BEGIN The data

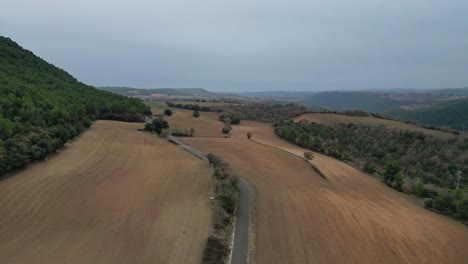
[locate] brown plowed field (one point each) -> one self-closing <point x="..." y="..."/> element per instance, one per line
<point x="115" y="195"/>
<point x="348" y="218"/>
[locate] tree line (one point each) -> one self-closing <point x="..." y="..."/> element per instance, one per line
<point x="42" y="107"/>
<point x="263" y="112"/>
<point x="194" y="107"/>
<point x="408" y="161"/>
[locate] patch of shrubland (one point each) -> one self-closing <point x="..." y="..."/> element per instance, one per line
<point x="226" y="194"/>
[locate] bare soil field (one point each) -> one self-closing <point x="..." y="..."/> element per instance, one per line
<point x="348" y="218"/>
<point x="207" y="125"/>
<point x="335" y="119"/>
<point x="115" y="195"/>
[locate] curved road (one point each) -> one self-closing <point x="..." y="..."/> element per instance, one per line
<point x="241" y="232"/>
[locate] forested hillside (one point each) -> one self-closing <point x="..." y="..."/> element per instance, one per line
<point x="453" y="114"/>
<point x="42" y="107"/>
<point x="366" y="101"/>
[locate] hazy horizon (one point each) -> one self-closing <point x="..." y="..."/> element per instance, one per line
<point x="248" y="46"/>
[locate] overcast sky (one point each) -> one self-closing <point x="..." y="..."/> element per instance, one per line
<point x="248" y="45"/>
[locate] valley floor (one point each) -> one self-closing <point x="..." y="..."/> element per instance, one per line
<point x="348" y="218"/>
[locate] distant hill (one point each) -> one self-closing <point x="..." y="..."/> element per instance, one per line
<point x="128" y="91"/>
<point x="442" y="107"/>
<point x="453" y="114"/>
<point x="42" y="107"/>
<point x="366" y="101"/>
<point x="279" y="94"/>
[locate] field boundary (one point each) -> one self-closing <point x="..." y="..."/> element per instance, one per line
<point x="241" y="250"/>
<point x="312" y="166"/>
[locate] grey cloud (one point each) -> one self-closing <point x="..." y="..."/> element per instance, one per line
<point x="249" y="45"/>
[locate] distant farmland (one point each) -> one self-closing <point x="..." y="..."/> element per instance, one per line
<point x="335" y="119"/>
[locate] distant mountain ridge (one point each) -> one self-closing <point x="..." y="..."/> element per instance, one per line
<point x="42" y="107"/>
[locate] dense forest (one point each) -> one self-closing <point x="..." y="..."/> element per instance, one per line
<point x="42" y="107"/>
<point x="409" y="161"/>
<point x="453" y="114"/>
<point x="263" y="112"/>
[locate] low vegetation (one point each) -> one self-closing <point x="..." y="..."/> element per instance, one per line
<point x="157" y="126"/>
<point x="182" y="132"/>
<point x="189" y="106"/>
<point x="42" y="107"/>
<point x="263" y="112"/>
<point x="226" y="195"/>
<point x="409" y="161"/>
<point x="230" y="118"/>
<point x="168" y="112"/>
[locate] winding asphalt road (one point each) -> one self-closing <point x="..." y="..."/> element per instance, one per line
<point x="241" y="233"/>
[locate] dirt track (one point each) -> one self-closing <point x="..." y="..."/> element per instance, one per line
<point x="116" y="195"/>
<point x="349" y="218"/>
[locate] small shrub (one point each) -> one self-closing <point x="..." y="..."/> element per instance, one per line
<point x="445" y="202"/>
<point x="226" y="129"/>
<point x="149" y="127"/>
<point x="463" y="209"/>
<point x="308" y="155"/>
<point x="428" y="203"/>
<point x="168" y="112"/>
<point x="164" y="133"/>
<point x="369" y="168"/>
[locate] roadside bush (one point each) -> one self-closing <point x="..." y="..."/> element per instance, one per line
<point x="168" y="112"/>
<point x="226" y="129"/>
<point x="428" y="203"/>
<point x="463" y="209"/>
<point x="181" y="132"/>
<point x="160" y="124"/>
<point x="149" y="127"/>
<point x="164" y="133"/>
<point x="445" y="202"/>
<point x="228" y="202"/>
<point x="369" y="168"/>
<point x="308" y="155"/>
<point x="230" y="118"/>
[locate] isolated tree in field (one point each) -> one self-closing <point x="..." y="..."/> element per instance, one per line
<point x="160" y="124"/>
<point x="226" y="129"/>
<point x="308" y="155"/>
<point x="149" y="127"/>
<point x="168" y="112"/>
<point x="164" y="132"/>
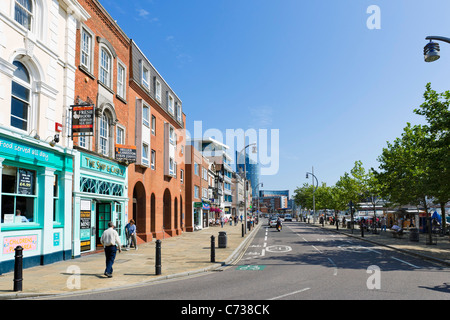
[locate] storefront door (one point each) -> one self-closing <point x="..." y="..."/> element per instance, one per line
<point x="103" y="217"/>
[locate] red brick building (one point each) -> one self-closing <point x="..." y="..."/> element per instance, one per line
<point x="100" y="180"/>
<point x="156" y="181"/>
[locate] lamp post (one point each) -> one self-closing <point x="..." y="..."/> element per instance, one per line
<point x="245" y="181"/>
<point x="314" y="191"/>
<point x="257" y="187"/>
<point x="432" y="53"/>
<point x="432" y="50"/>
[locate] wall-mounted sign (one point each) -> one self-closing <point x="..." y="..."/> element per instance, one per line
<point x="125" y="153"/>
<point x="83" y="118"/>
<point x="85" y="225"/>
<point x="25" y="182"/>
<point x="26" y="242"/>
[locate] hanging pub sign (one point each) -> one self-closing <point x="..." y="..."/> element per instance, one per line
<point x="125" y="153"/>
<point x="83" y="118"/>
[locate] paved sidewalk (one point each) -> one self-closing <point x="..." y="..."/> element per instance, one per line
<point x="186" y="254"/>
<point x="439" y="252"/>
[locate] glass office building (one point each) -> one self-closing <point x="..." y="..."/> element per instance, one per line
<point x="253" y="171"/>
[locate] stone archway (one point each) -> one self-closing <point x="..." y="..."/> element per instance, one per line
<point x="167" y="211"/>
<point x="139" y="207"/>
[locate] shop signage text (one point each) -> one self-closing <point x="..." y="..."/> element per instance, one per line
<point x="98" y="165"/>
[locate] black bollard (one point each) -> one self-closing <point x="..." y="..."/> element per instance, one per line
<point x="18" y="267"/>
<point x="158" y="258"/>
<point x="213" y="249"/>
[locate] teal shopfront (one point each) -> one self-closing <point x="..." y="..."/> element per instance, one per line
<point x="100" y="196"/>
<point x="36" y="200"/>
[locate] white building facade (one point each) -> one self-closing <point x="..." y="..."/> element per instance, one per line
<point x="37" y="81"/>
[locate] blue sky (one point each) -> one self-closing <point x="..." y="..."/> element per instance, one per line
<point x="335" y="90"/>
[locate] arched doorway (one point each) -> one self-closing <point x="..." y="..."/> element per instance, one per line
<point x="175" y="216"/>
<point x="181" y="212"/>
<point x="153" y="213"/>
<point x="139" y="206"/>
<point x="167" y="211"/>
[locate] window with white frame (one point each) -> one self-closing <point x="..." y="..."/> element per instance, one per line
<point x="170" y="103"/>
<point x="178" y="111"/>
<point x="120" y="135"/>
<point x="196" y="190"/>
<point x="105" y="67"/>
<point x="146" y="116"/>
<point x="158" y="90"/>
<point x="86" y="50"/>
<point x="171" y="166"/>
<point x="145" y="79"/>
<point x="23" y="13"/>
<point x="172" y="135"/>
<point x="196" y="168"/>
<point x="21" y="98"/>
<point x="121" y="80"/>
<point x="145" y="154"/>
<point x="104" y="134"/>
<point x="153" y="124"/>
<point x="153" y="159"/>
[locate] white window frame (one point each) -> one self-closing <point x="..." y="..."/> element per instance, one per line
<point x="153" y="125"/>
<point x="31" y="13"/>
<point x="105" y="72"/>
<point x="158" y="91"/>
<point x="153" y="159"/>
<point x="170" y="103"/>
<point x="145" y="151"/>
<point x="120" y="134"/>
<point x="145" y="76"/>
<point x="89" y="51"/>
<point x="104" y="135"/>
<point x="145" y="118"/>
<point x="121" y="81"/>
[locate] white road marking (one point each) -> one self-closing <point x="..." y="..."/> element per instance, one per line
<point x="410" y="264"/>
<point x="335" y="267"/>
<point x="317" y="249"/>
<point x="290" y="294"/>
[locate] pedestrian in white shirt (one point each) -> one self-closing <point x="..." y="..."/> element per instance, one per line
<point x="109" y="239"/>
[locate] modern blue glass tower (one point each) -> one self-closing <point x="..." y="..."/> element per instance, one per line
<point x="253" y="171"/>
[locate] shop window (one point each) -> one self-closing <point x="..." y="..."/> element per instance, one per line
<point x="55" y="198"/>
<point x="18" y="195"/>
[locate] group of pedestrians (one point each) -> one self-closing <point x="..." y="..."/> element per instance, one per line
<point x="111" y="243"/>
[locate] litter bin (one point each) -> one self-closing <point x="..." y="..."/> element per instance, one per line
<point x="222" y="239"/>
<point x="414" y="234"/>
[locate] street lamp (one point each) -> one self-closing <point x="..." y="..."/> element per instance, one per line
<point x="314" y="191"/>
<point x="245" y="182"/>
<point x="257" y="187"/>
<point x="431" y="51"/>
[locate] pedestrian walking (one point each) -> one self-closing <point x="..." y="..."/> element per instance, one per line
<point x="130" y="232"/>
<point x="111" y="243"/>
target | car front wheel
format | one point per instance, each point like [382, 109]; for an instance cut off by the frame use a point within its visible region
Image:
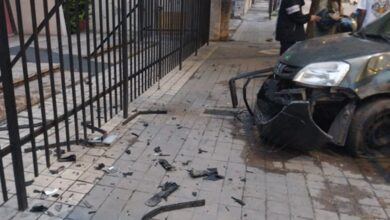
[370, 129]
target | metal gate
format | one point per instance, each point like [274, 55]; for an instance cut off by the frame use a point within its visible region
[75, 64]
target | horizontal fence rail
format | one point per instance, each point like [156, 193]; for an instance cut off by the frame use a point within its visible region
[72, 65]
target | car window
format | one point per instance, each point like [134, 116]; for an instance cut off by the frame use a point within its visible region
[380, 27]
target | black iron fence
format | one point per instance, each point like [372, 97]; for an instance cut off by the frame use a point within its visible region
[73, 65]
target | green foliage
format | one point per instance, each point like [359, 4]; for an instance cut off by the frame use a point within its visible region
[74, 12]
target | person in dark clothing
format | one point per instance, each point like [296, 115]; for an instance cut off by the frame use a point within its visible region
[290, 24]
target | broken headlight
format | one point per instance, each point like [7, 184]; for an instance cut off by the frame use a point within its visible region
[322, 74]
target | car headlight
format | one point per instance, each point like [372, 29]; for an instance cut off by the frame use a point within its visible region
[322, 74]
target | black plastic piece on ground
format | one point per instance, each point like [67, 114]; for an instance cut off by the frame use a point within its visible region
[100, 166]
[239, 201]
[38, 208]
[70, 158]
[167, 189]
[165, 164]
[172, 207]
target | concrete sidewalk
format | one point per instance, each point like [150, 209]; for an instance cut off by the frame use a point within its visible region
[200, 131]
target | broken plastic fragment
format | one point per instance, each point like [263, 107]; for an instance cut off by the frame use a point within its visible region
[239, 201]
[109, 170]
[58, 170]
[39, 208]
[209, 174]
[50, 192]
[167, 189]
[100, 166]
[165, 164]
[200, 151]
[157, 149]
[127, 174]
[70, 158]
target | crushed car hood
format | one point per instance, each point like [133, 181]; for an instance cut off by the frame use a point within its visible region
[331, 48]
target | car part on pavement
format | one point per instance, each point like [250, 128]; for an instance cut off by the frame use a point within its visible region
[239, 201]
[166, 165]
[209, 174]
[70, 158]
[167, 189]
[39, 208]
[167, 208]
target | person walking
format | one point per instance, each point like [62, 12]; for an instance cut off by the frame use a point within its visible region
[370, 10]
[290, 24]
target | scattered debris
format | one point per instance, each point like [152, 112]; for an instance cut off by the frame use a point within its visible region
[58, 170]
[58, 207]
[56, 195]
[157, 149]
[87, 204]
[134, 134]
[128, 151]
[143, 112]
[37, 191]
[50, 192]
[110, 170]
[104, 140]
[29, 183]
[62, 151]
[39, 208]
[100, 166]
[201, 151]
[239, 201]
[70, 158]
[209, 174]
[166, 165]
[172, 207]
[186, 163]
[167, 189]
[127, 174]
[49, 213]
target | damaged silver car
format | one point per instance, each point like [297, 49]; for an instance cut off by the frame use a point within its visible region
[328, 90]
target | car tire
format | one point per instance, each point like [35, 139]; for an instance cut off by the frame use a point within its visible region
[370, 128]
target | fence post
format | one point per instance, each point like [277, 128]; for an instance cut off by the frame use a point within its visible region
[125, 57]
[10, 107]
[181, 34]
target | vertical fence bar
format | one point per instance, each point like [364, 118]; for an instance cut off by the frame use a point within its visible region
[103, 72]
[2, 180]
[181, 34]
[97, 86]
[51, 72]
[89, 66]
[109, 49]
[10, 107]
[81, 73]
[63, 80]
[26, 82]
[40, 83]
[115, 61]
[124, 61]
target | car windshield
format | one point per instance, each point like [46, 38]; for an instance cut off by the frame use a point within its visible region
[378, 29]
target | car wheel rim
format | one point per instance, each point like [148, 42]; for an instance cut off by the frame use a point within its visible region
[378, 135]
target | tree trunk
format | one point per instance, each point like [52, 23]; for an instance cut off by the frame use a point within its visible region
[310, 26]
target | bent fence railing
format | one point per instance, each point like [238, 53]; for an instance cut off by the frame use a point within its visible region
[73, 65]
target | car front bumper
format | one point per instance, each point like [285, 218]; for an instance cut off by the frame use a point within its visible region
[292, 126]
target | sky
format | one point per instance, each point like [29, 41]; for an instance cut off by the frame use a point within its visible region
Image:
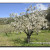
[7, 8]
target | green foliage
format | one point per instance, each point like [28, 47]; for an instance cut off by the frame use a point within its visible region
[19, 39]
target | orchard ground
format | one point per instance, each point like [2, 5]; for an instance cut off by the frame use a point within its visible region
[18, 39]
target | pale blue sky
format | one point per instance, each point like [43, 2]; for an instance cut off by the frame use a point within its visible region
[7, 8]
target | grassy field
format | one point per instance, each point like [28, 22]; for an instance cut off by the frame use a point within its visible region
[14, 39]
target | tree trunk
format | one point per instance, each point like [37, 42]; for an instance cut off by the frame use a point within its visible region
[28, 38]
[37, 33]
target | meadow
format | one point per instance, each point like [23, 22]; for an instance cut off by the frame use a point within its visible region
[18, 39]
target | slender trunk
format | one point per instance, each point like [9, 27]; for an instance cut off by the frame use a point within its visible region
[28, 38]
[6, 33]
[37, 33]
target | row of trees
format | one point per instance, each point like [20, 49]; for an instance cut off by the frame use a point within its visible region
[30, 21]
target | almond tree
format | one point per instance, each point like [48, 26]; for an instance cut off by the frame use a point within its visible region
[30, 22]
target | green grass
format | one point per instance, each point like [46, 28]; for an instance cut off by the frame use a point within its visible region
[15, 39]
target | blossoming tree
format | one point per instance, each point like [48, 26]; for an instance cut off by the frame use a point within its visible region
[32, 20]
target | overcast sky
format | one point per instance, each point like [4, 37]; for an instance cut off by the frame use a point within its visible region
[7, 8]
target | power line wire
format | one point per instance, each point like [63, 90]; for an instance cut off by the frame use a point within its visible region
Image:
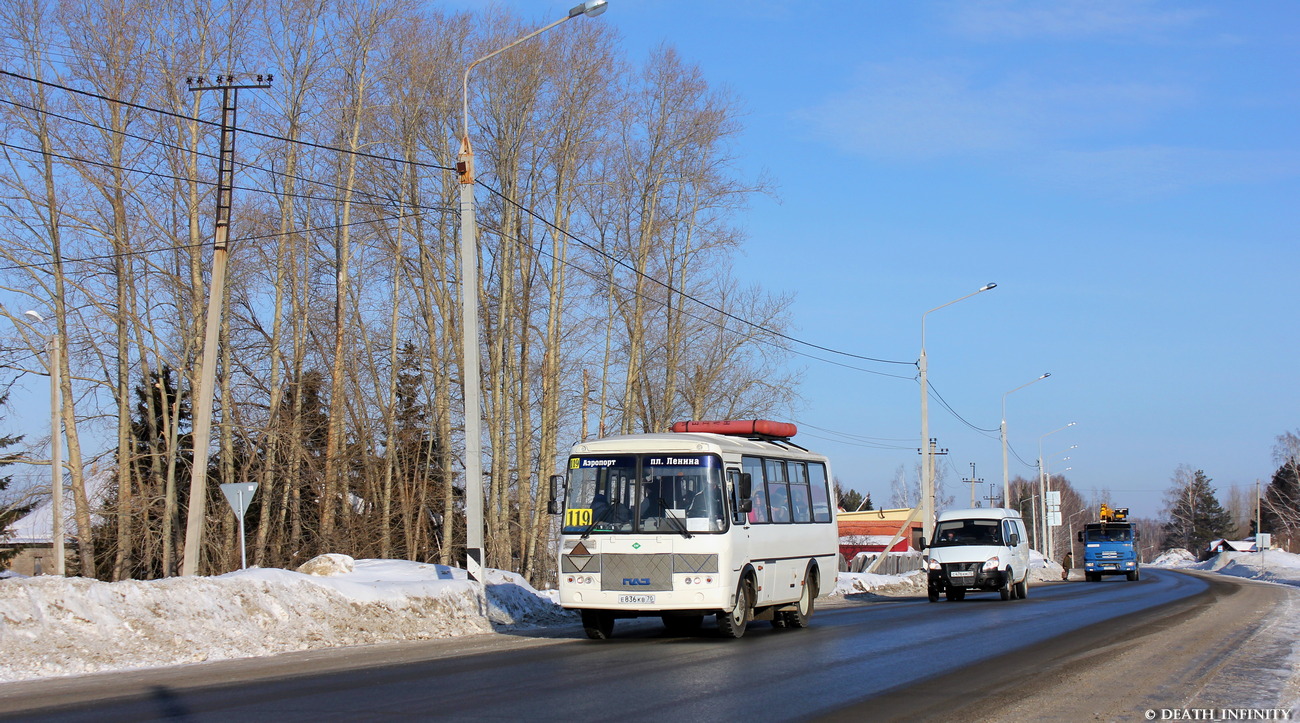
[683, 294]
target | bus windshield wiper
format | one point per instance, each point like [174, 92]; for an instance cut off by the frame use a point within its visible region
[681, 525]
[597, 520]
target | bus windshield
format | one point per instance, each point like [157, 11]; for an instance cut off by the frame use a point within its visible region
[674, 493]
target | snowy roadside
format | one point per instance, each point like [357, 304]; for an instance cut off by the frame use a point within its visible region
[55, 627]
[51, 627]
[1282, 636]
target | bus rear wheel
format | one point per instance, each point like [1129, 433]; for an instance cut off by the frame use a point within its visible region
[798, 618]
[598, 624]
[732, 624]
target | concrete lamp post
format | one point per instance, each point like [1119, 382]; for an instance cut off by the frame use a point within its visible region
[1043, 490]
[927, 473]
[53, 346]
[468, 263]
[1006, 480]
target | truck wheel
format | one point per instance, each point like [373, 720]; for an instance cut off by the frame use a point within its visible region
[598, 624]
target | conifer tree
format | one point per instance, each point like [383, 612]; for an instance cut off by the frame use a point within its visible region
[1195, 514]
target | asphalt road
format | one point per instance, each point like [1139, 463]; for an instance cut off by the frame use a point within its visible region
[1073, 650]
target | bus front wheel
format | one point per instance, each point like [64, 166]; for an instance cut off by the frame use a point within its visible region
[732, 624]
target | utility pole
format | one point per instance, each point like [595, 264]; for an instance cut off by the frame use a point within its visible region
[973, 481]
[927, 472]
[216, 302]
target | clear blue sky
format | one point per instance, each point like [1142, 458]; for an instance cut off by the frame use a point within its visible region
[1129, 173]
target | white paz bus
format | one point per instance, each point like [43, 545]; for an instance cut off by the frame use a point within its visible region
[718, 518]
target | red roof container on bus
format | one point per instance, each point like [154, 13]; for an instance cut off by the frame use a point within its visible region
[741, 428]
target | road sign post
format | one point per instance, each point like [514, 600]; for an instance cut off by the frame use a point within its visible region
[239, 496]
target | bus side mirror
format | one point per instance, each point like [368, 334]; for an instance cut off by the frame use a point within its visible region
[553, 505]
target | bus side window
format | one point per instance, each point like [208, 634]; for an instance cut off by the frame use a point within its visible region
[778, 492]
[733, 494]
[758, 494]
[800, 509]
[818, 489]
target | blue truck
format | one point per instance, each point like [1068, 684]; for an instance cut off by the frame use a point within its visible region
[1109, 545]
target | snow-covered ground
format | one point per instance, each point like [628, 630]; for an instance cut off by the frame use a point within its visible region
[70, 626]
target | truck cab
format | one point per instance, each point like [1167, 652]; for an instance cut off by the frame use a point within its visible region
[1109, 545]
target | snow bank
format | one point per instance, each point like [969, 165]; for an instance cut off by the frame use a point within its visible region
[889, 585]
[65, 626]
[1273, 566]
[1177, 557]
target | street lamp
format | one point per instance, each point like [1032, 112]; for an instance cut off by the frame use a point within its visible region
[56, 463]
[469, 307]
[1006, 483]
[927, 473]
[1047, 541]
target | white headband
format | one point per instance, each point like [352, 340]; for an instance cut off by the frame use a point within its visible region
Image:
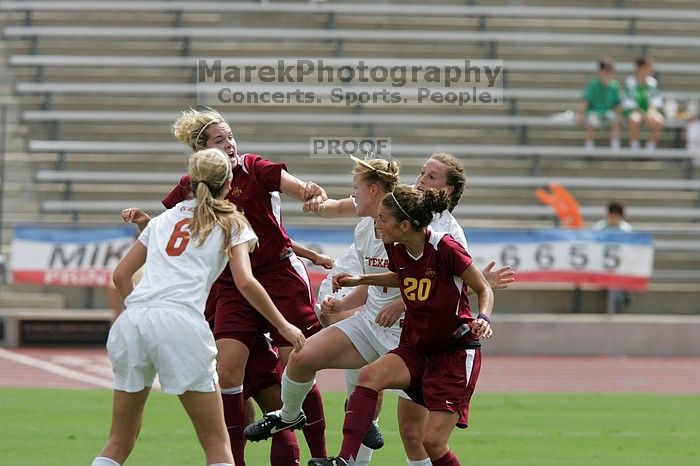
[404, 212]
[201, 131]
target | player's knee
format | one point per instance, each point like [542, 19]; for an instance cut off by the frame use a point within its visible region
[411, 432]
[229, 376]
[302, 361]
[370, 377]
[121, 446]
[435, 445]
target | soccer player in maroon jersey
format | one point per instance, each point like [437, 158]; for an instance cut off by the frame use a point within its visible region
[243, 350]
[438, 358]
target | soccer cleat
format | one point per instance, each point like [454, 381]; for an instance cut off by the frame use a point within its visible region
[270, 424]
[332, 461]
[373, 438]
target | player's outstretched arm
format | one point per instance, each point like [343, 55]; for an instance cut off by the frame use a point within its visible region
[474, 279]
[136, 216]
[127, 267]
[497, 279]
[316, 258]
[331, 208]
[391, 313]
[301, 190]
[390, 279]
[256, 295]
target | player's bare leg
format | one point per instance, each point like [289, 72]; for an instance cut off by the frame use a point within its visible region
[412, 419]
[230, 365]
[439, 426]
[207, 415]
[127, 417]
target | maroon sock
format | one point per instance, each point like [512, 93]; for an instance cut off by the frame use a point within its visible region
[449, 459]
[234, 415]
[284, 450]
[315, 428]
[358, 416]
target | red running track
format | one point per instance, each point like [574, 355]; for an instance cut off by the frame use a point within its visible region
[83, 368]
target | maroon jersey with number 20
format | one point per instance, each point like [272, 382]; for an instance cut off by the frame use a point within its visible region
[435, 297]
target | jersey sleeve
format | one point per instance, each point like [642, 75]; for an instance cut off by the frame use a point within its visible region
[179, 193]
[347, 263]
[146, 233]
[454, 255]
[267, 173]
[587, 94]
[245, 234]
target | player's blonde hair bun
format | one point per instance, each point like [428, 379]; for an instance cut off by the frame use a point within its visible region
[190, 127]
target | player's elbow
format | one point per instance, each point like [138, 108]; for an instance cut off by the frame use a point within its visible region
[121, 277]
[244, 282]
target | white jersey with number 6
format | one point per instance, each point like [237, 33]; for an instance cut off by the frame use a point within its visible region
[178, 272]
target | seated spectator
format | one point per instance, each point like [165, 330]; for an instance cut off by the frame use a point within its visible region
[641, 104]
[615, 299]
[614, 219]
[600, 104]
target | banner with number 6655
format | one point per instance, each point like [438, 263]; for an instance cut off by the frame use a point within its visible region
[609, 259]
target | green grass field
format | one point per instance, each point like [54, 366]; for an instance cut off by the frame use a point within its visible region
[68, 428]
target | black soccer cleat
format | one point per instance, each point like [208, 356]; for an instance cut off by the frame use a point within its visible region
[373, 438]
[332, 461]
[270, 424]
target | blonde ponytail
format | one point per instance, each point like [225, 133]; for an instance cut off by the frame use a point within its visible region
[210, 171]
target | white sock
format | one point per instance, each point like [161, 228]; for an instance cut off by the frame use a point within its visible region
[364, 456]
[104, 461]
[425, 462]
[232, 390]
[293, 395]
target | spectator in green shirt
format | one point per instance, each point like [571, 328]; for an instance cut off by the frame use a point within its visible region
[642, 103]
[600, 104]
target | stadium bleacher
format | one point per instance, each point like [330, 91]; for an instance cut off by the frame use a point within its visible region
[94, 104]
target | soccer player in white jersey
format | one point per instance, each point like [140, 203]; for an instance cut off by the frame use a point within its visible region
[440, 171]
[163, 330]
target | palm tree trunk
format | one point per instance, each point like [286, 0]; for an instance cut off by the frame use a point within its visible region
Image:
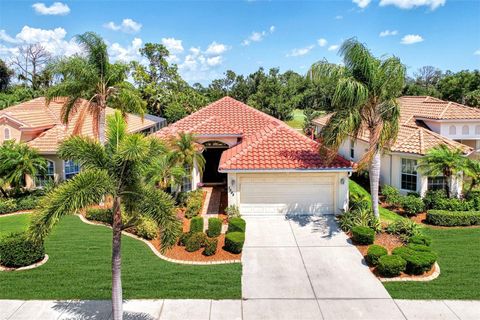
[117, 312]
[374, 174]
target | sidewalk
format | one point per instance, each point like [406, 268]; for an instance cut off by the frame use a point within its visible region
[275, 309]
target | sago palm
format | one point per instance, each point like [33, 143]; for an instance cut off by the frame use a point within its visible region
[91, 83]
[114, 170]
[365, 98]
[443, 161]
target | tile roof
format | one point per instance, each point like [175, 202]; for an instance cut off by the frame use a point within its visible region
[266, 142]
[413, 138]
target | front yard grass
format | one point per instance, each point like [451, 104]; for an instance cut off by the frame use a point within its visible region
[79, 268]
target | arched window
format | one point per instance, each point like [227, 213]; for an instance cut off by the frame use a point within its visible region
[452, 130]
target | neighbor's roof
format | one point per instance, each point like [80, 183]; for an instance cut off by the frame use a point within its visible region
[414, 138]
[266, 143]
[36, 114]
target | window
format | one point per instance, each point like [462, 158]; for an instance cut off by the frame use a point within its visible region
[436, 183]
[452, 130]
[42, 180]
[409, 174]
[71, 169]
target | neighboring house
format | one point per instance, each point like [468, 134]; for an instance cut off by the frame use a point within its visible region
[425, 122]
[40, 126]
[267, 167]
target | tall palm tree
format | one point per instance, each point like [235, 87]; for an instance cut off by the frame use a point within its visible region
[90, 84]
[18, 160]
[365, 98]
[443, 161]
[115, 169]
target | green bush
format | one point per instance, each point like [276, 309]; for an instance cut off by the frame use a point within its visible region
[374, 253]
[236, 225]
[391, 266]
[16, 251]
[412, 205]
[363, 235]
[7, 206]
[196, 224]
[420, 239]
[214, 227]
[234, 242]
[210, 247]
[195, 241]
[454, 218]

END The data

**Task objective:** Find the lines above that contain "roof" and report their number, without comment.

**Solution to the exercise:** 3